> **Text**:
□ □ □
Dutch pilot and military officer (1907–1942)

Jacob Pieter van Helsdingen (7 March 1907 - 7 March 1942) was a pilot of the Royal Netherlands East Indies Army Air Force. Van Helsdingen and August Deibel were the most successful Dutch pilots on the Brewster F2A fighter. He was twice awarded the Military William Order for bravery in battle.

==World War II==

===Singapore===
Van Helsdingen's squadron arrived in Singapore on 9 December 1941 with 9-12 Brewster Buffalo fighters and was stationed at Kallang Airfield.

They first went into action on 12 January 1942 during a Japanese air raid over Singapore. At 10:00 hours, a formation of Japanese bombers appeared, escorted by five Ki-27 Nate fighters. They were intercepted by three Dutch Buffalos, who succeeded in chasing them away, damaging one of the bombers. When they returned in the afternoon, Van Helsdingen and two other pilots were scrambled to intercept them, encountering nine Ki-27s. Four of them were shot down, one by Van Helsdingen, with the Dutch losing one Buffalo.
□ □ □
> **Assigned task**:
Rewrite the stretch of the Van Helsdingen text from "They first went" through "losing one Buffalo.", swapping "afternoon" for "evening".

Referring expression data:
□ □ □
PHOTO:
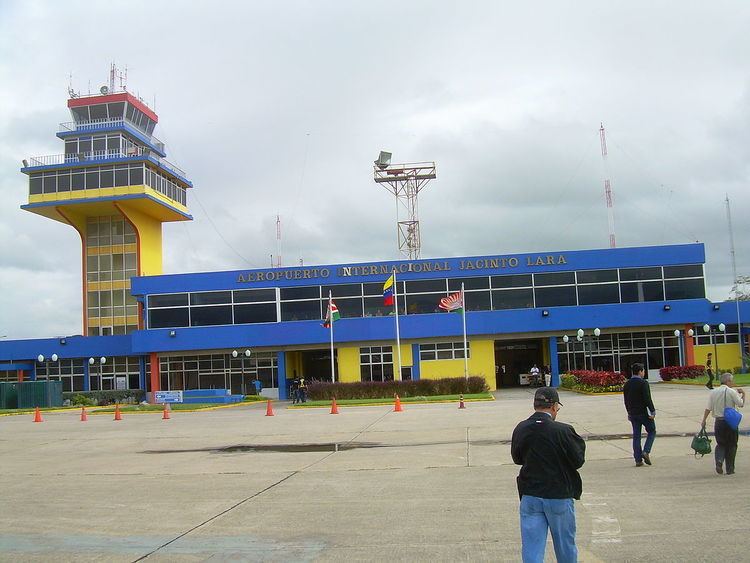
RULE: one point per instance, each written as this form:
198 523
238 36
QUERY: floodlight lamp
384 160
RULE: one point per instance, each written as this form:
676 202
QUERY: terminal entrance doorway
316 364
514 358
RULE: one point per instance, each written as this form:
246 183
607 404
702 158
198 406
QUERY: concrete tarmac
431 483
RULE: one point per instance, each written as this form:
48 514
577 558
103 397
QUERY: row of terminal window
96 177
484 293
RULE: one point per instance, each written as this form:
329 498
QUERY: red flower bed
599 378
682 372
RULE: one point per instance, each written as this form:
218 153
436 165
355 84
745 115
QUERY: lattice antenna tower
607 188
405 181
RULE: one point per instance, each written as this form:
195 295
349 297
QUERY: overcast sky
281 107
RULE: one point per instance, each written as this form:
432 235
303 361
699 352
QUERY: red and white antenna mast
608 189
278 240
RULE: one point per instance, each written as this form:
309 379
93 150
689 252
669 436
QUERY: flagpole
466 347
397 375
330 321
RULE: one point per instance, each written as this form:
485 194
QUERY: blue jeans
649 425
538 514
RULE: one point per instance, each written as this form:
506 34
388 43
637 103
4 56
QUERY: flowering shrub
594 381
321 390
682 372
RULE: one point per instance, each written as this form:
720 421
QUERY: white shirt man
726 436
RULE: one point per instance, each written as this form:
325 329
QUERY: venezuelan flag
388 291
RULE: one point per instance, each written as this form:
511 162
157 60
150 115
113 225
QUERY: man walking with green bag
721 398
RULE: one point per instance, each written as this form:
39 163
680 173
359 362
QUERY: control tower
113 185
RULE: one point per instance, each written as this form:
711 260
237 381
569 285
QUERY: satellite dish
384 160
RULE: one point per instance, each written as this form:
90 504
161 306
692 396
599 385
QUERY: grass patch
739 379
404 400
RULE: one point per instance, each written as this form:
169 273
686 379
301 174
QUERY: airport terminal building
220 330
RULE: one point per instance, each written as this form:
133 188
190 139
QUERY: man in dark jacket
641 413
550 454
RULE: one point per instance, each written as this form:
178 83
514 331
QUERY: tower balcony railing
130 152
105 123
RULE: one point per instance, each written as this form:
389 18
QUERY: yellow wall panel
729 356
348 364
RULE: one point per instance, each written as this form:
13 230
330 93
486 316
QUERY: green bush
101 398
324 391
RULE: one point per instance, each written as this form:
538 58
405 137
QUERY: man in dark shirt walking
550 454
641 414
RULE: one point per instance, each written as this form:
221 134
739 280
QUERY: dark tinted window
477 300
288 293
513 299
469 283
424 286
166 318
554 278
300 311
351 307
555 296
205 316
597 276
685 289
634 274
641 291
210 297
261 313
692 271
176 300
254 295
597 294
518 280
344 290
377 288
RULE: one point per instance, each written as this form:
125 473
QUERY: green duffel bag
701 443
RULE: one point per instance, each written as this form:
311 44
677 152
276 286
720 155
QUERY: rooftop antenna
□ □ □
> **Answer to this problem**:
They first went into action on 12 January 1942 during a Japanese air raid over Singapore. At 10:00 hours, a formation of Japanese bombers appeared, escorted by five Ki-27 Nate fighters. They were intercepted by three Dutch Buffalos, who succeeded in chasing them away, damaging one of the bombers. When they returned in the evening, Van Helsdingen and two other pilots were scrambled to intercept them, encountering nine Ki-27s. Four of them were shot down, one by Van Helsdingen, with the Dutch losing one Buffalo.